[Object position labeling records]
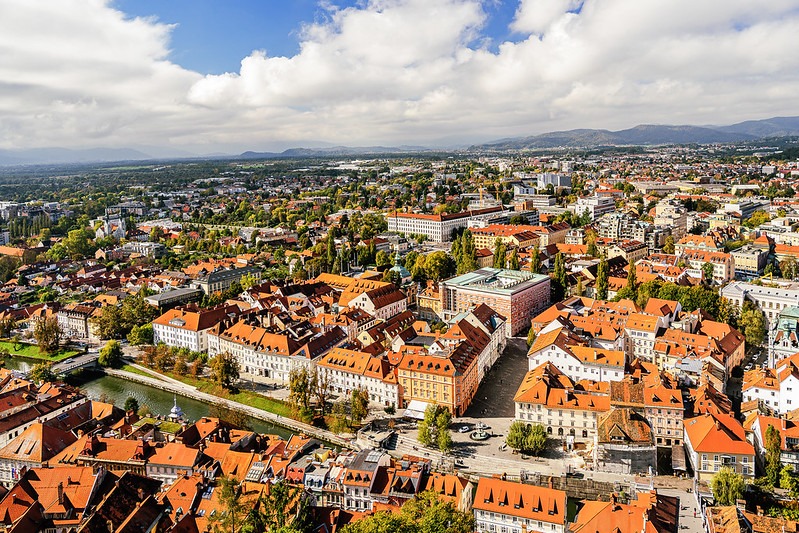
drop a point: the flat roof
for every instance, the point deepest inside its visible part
(174, 293)
(496, 280)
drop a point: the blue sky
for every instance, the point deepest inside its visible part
(212, 36)
(190, 75)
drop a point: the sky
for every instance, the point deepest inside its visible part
(225, 76)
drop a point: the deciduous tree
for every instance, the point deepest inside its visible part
(224, 369)
(359, 405)
(773, 445)
(727, 486)
(42, 373)
(602, 279)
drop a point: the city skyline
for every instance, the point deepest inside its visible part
(209, 78)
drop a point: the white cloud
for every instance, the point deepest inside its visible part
(78, 72)
(536, 16)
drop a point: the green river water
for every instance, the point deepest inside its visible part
(117, 390)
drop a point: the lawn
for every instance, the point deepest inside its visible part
(253, 399)
(31, 351)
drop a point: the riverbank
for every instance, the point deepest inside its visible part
(31, 351)
(178, 387)
(246, 397)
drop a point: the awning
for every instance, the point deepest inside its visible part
(415, 409)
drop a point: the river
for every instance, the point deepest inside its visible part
(116, 390)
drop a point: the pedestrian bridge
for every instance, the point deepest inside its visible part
(75, 363)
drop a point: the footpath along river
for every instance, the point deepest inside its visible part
(116, 390)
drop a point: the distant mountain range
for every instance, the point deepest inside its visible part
(650, 134)
(643, 135)
(335, 151)
(46, 156)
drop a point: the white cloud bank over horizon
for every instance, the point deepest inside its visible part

DIRECTIONS FOR THIS TASK — Can you copy out, verbatim, the stretch of the records from the line containing "drop a point: the pedestrian bridge" through the end of the records?

COMPLETE OUTPUT —
drop a point: the pedestrian bridge
for every instance, the point deepest inside its visible part
(75, 363)
drop a point: the footpath along river
for every instance, the point deepest inside its visible part
(116, 390)
drop a point: the distant mountain range
for every instance, the point deepest inside its visible part
(650, 134)
(643, 135)
(335, 151)
(46, 156)
drop a point: the white cloud bank over horizon
for every instance, the point deepest inside its visible part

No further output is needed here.